→ **Dataset**:
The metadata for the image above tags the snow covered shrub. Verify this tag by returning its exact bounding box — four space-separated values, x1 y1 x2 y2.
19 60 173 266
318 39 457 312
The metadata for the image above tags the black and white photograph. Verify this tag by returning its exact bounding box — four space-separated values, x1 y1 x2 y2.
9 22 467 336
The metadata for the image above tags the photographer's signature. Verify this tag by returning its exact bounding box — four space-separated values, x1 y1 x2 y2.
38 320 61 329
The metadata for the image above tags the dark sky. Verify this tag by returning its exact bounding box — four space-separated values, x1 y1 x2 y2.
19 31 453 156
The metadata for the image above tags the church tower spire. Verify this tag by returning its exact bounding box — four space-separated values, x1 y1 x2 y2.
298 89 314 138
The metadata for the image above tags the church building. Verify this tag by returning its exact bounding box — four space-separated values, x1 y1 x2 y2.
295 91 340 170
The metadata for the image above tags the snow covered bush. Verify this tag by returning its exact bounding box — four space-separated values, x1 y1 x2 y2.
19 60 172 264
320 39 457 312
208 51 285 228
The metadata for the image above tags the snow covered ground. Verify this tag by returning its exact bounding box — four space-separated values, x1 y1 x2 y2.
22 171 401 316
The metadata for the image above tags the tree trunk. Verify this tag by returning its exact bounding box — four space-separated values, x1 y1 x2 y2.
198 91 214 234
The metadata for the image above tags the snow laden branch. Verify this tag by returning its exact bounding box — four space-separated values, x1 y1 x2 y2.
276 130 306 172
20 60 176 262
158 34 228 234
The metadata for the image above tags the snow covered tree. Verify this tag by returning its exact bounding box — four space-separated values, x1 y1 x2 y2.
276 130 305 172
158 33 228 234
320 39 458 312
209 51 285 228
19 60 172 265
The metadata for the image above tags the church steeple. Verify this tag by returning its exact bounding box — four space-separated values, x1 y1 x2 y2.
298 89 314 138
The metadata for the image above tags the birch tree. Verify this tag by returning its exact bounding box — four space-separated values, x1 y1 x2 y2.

→ **What you should do**: Arrange the lines of all the items above as a Markdown table with the columns Row and Line. Put a row number under Row and the line's text under Line, and leave out blank lines.

→ **Task result**:
| Row | Line |
|---|---|
| 1 | The metadata for the image above tags the snow covered shrub. Verify this tag by returning its exact bounding box — four space-separated values, x1 y1 x2 y2. |
| 2 | 19 60 173 266 |
| 3 | 318 39 457 312 |
| 4 | The metadata for the image above tags the black and white photograph. Verify this tag by returning its exact bounding box — four space-separated values, x1 y1 x2 y2. |
| 5 | 9 22 467 336 |
| 6 | The metadata for the image above tags the photographer's signature. Verify this tag by returning its exact bounding box — four space-separated values, x1 y1 x2 y2. |
| 7 | 38 320 61 329 |
| 8 | The metadata for the image above tags the dark sky. Verify this tag by returning its exact bounding box — four space-separated values, x1 y1 x2 y2. |
| 9 | 19 31 453 156 |
| 10 | The metadata for the image above tags the church tower spire. Verify this tag by returning its exact bounding box — four space-separated values, x1 y1 x2 y2. |
| 11 | 298 89 314 138 |
| 12 | The metadata for the image above tags the church building. Verify this tag by returning its exact bounding box — four space-separated values, x1 y1 x2 y2. |
| 13 | 295 91 340 170 |
| 14 | The metadata for the image above tags the snow covered bush. Verify this tag by returning its exact bounding box — four space-separated values, x1 y1 x2 y2. |
| 15 | 19 60 172 264 |
| 16 | 320 39 457 312 |
| 17 | 208 51 285 228 |
| 18 | The metadata for the image above tags the snow covered ground. Verify this tag by returning its exact bounding box — four space-separated values, x1 y1 x2 y2. |
| 19 | 22 171 401 316 |
| 20 | The metadata for the image above tags the tree trunk. Verify this tag by returning its exact bounding box — four space-separated values, x1 y1 x2 y2. |
| 21 | 198 91 214 234 |
| 22 | The metadata for the image above tags the snow laden branch. Verify this tag by returning its exact bounding box — four space-separated values, x1 y1 x2 y2. |
| 23 | 276 130 306 172 |
| 24 | 20 60 176 262 |
| 25 | 158 34 228 234 |
| 26 | The metadata for the image above tags the snow covered tree. Verify this tag by returning its exact bounding box — four space-separated values, x1 y1 x2 y2. |
| 27 | 276 130 305 172 |
| 28 | 158 33 228 234 |
| 29 | 320 39 458 312 |
| 30 | 209 51 285 228 |
| 31 | 19 60 172 265 |
| 32 | The metadata for the image above tags the church steeple. Verify this tag by returning its exact bounding box — four space-separated values, x1 y1 x2 y2. |
| 33 | 298 89 314 138 |
| 34 | The metadata for the image above tags the birch tree. Verify this tag by returning its exact bounding box — four space-separated values, x1 y1 x2 y2. |